#### EXERCISE
Please copy every line of the records below that holds the word "headlight".

(Beginning of GIVEN ENTRIES)

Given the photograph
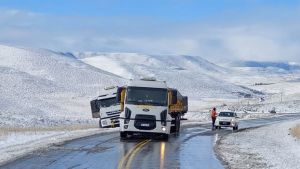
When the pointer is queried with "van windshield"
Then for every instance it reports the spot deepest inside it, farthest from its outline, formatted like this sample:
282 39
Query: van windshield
147 96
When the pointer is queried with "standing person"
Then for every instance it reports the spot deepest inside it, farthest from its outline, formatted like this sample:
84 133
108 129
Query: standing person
213 117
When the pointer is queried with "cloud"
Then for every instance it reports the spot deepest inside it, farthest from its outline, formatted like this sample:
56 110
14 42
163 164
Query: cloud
214 39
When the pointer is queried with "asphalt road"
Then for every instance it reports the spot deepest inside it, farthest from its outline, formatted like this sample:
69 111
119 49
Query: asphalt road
192 148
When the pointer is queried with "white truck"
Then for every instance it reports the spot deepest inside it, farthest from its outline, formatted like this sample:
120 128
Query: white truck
106 108
150 107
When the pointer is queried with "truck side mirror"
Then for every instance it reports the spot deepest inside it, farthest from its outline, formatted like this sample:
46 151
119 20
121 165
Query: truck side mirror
174 97
119 94
185 103
95 107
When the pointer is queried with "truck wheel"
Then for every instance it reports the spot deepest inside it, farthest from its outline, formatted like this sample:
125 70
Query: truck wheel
123 134
100 125
165 136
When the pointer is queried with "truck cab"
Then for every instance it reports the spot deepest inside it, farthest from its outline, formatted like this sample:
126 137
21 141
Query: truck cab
146 107
106 108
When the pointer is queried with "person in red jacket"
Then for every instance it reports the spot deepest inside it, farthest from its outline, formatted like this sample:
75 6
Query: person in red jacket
213 117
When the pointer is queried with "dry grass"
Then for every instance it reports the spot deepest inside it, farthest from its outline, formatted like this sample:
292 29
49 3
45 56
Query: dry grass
8 130
295 131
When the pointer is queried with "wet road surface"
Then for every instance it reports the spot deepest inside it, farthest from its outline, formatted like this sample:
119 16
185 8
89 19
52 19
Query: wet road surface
192 148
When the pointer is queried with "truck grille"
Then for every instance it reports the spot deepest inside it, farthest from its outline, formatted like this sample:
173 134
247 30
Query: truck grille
145 122
113 113
224 123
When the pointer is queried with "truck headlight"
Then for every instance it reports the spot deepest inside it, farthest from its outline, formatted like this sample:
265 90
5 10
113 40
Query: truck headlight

(End of GIVEN ENTRIES)

#### TASK OUTPUT
When the pointer is queried with "truck headlight"
Query: truck headlight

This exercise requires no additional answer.